>> begin GIVEN RECORDS

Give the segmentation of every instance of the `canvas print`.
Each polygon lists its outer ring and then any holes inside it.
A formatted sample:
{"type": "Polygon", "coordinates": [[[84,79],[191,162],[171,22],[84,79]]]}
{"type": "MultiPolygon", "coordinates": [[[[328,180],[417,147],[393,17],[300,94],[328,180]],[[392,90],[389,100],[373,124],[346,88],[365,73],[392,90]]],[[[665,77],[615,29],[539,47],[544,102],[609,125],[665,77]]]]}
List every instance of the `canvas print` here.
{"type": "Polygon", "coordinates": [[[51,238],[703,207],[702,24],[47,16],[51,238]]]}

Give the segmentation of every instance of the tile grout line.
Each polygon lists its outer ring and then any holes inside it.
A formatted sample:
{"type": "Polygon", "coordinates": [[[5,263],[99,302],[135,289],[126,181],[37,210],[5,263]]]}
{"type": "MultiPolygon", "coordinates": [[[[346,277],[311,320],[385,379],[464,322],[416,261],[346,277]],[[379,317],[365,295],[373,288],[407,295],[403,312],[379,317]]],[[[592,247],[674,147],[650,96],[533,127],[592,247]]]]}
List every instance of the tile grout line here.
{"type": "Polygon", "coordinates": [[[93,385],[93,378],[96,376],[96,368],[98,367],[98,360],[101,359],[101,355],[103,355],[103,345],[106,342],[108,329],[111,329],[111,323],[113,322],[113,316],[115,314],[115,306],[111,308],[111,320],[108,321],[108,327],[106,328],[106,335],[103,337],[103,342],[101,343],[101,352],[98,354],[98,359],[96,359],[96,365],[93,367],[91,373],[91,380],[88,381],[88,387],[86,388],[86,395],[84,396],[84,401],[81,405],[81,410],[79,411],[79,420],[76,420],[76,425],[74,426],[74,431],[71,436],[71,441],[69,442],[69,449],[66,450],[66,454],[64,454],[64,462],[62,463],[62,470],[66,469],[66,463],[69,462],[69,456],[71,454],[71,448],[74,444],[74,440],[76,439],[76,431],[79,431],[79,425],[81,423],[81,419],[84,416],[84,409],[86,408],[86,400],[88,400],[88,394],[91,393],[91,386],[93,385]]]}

>> end GIVEN RECORDS

### TASK INSTRUCTIONS
Print the data again word for word, starting at the line that contains "Give the segmentation of every instance of the tile" and ending at the line that contains "List every instance of the tile", with both of those lines included.

### RESPONSE TO THE EXERCISE
Give the segmentation of every instance of the tile grout line.
Each polygon lists its outer ring and then any holes inside it.
A formatted sample:
{"type": "Polygon", "coordinates": [[[5,263],[99,302],[135,289],[126,181],[37,210],[5,263]]]}
{"type": "MultiPolygon", "coordinates": [[[[346,277],[311,320],[385,379],[464,322],[416,261],[346,277]],[[379,317],[365,295],[373,288],[407,295],[403,312],[379,317]]],[[[592,247],[674,147],[650,96],[533,127],[592,247]]]]}
List every instance of the tile grout line here.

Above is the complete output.